= Beginning of Section =

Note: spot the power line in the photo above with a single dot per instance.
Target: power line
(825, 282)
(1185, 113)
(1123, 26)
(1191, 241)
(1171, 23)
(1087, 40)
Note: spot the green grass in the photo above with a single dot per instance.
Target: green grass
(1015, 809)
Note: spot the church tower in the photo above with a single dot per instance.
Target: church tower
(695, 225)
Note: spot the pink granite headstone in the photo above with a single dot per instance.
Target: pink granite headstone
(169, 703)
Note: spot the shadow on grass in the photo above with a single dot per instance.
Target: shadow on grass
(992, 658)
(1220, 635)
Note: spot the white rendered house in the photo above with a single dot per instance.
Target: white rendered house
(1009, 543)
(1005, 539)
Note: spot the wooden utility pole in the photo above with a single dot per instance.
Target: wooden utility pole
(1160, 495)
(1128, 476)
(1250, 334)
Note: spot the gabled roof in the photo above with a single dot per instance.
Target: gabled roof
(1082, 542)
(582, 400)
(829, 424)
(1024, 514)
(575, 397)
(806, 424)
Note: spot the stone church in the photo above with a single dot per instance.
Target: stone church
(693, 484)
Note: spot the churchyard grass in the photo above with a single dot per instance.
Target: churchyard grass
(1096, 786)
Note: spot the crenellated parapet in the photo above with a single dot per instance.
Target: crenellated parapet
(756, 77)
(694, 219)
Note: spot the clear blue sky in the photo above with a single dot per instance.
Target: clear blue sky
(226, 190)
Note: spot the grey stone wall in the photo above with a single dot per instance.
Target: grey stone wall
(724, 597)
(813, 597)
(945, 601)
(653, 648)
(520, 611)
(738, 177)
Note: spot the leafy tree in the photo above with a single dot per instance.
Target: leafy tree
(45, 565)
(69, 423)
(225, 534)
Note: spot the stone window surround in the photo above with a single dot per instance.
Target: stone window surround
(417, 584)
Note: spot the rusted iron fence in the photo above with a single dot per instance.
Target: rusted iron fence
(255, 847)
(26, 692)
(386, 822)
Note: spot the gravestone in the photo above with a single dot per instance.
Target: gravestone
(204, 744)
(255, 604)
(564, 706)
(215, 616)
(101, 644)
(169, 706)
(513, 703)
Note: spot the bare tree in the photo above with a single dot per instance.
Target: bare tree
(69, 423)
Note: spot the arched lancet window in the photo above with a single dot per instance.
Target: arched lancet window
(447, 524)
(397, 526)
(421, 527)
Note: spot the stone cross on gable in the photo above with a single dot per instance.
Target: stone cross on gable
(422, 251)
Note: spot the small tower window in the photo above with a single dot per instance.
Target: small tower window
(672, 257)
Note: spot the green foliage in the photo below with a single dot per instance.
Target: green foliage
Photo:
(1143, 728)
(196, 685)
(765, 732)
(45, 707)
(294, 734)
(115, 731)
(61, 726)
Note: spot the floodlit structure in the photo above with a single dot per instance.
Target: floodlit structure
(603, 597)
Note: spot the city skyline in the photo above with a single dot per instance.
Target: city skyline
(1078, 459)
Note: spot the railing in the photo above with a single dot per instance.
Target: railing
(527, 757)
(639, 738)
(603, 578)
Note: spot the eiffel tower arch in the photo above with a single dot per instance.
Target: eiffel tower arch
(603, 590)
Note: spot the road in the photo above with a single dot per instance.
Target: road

= End of Section =

▶ [Work required] Every line in the data above that contains the word "foliage" should be copied.

▶ [Completed exercise]
Note: spot the green foliage in the photo below with a single dot per instance.
Target: green foliage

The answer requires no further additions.